• **EXTRACT**
[start]

I have problems syncing my photos to CC. I get an error message in the app of my Mac and the number of photos in the Mac does not match with the number of photos in the Web, or those of other devices.
Now I additionally fin inconsistencies in the number of photos inside the same app (the Web in this case) -see the screen capture below:



 
How can I align the number of photos in all the apps? 
Are photos that are not synced? If so, how can I find them and fix them?

Any clue?

Thank you.


----------



## Jim Wilde (Feb 2, 2018)

That looks like a bug....I've just checked my own systems and everything (LRCC on dektop, iPhone, iPad, and Web) all agree that I've got 11380 images in the cloud.....but that filter says I've got 4 more!

 

I'll see if I can get anyone at Adobe interested.


----------



## prbimages (Feb 3, 2018)

I have noticed before numerical differences between LRWeb and my LR Classic "All Synced Photographs" - eg this post from last year. Although I resolved that discrepancy, I just checked again and found that LRWeb now tells me I have 859 photos, while LR Classic tells me I have 854 photos. The LRWeb filter (as shown above) tells me I have 860 photos. Annoying.


----------



## Jim Wilde (Feb 3, 2018)

prbimages said:


> I have noticed before numerical differences between LRWeb and my LR Classic "All Synced Photographs" - eg this post from last year. Although I resolved that discrepancy, I just checked again and found that LRWeb now tells me I have 859 photos, while LR Classic tells me I have 854 photos. The LRWeb filter (as shown above) tells me I have 860 photos. Annoying.

[end]

• **CHALLENGE A**
From the Lightroom sync thread, copy out the passage between "## prbimages (Feb" and "Wilde (Feb 3, 2018)", inclusive.
• **CHALLENGE B**
Write the next part of the Lightroom sync thread, picking up after its last line.

• **DATA SHOWN**
[start]

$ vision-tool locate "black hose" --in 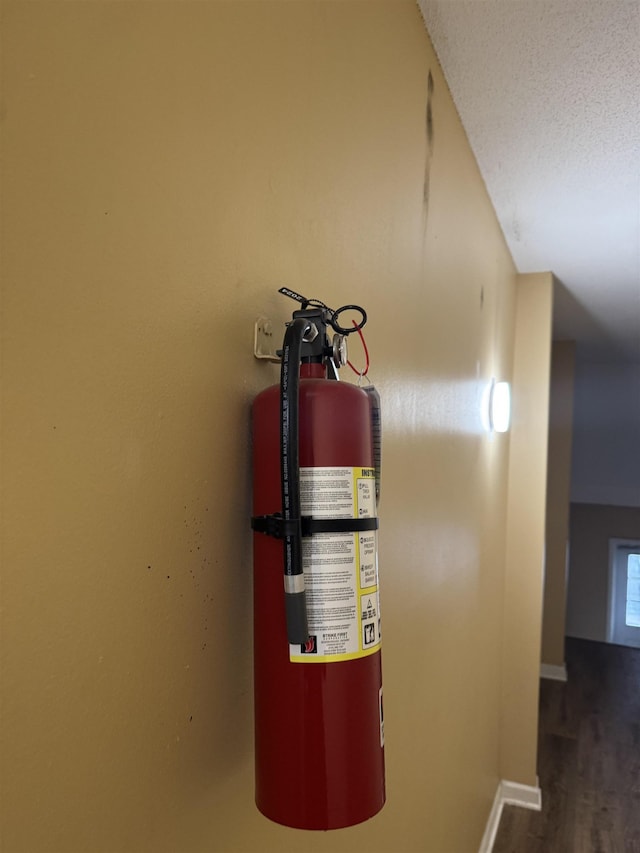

[end]

• **TASK RESPONSE A**
## prbimages (Feb 3, 2018)

I have noticed before numerical differences between LRWeb and my LR Classic "All Synced Photographs" - eg this post from last year. Although I resolved that discrepancy, I just checked again and found that LRWeb now tells me I have 859 photos, while LR Classic tells me I have 854 photos. The LRWeb filter (as shown above) tells me I have 860 photos. Annoying.


----------



## Jim Wilde (Feb 3, 2018)

• **TASK RESPONSE B**
In the 859 photos that LRCC Web shows, are any of them videos? Reason for asking is that once a video added into the ecosystem from any of the LRCC apps has been synced back down into LR Classic, the latter breaks the sync connection for that video, i.e. it loses the sync icon and is removed from All Synced Photographs. Hence it'll be included in the All Photos total in any of the LRCC apps, but is not included in the ASP totals.


----------



## prbimages (Feb 3, 2018)

Jim Wilde said:


> In the 859 photos that LRCC Web shows, are any of them videos? Reason for asking is that once a video added into the ecosystem from any of the LRCC apps has been synced back down into LR Classic, the latter breaks the sync connection for that video, i.e. it loses the sync icon and is removed from All Synced Photographs. Hence it'll be included in the All Photos total in any of the LRCC apps, but is not included in the ASP totals.


No, no videos. I have now fixed the discrepancy between LRWeb and LR Classic - as was the case last year (see my earlier post, linked to above), the problem was due to something going awry with virtual copies. It seems that sometimes I end up with two versions of a photograph in the cloud, but only one in LR Classic. Not sure how this happens; I'll report back if I can reliably reproduce it.

I still have the same erroneous number showing as the filter result, though.


----------



## JLU (Feb 5, 2018)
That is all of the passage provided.